Es ist wirklich seltsam: wir Menschen
von heute verstehen uns nicht mehr. Wir sagen dasselbe Wort und
meinen damit jeder etwas anderes. Ein Schulbeispiel ist doch das Wort
Demokratie. - Aber wir wollen nicht wieder gleich auf das
Gebiet der hohen Politik. Bleiben wir doch ganz in unserem
Kreis-horizont. Dort ist in den letzten zwei Wochen viel
über Bahnhöfe geschimpft und geschrieben worden. Sonst
sagte man schon einmal, wenn einer unverständliches Zeug redete:
ich verstehe immer Bahnhof. Diesmal meinten wir abe
wirklich Bahnhof. - Eine große Freunde war es für alle
Betroffenen, zu sehen, wie eines Tages Arbeiter der Bundesbahn sich
darangaben, die Bruchbude, die bisher als Wartehalle
des Bahnhofes Brockendorf diente, abzubrechen, und alle rechneten nun
mit einem schönen, gemütlichen Aufenthaltsraum für die
Reisenden. Es war- wie man so sagt - ein Fall von Denkste.
Man ersetzte lediglich den uralten, demolierten Viehwaggon durch
einen alten, weniger demolierten. Die Empörung derjenigen, die
in Brockendorf auf den Zug warten müssen, war groß und
äußerte sich in Leserzuschriften an die Zeitungen. Und
einmal munter gemacht, blieb es nicht bei Brockendorf. Alle, die über
ihren Bahnhof Grund zum Schimpfen hatten, schimpften -
von Zieverich bis Habbelrath.

_Aufgabe_
Geben Sie aus dem Text über die Bahnhöfe alles von „Man ersetzte lediglich“ bis hinunter zu „Zieverich bis Habbelrath.“ Wort für Wort wieder. Das Material brauchen Sie hier nicht.

_Material_
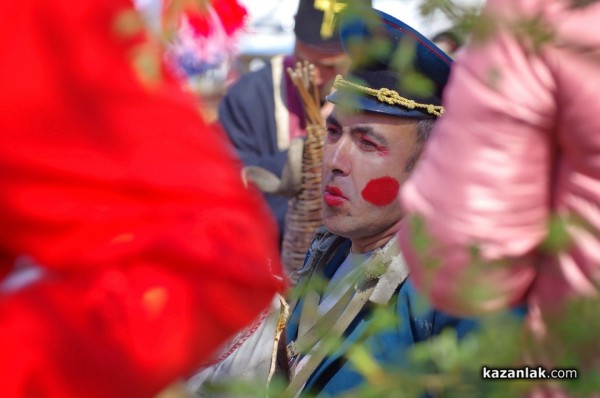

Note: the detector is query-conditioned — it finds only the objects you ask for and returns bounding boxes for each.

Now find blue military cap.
[327,9,452,119]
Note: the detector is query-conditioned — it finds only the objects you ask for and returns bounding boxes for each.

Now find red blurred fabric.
[0,0,283,397]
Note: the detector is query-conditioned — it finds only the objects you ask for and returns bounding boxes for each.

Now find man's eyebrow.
[350,125,389,146]
[325,115,342,129]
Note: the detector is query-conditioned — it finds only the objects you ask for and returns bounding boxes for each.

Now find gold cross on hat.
[315,0,346,39]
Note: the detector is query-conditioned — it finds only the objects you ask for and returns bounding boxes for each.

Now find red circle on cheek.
[361,177,400,206]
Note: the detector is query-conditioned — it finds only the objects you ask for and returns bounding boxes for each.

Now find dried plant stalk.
[281,62,325,284]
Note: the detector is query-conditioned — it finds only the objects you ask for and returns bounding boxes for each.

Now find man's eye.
[360,140,377,148]
[327,129,341,139]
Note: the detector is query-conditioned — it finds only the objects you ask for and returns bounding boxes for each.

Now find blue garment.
[286,240,477,396]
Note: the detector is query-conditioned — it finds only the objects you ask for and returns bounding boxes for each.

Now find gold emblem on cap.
[315,0,346,39]
[333,75,444,117]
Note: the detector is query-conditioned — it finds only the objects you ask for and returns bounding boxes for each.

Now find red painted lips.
[323,185,348,207]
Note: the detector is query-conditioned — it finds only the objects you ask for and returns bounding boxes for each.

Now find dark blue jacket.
[286,240,477,396]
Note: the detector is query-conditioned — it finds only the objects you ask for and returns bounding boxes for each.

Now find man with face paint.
[280,10,482,396]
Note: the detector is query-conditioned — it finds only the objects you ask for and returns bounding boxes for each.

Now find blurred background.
[134,0,485,121]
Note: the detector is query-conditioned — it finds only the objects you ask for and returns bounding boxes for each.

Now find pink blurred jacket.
[400,0,600,331]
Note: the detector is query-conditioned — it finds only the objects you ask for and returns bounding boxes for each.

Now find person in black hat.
[219,0,364,255]
[280,9,488,396]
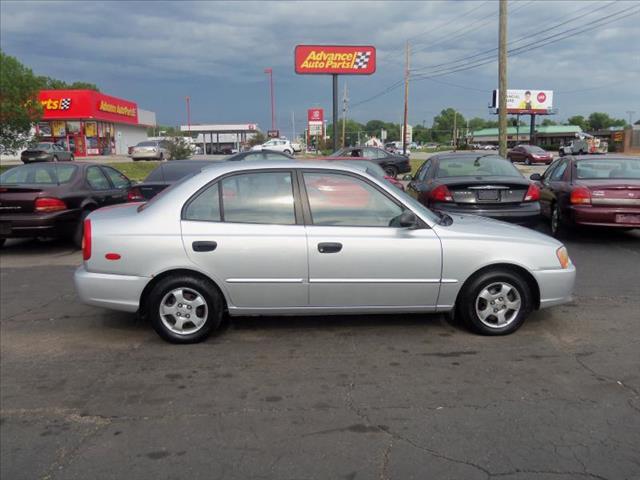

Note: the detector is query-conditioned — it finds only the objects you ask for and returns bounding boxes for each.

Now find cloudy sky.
[0,0,640,134]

_Lösung_
Man ersetzte lediglich den uralten, demolierten Viehwaggon durch
einen alten, weniger demolierten. Die Empörung derjenigen, die
in Brockendorf auf den Zug warten müssen, war groß und
äußerte sich in Leserzuschriften an die Zeitungen. Und
einmal munter gemacht, blieb es nicht bei Brockendorf. Alle, die über
ihren Bahnhof Grund zum Schimpfen hatten, schimpften -
von Zieverich bis Habbelrath.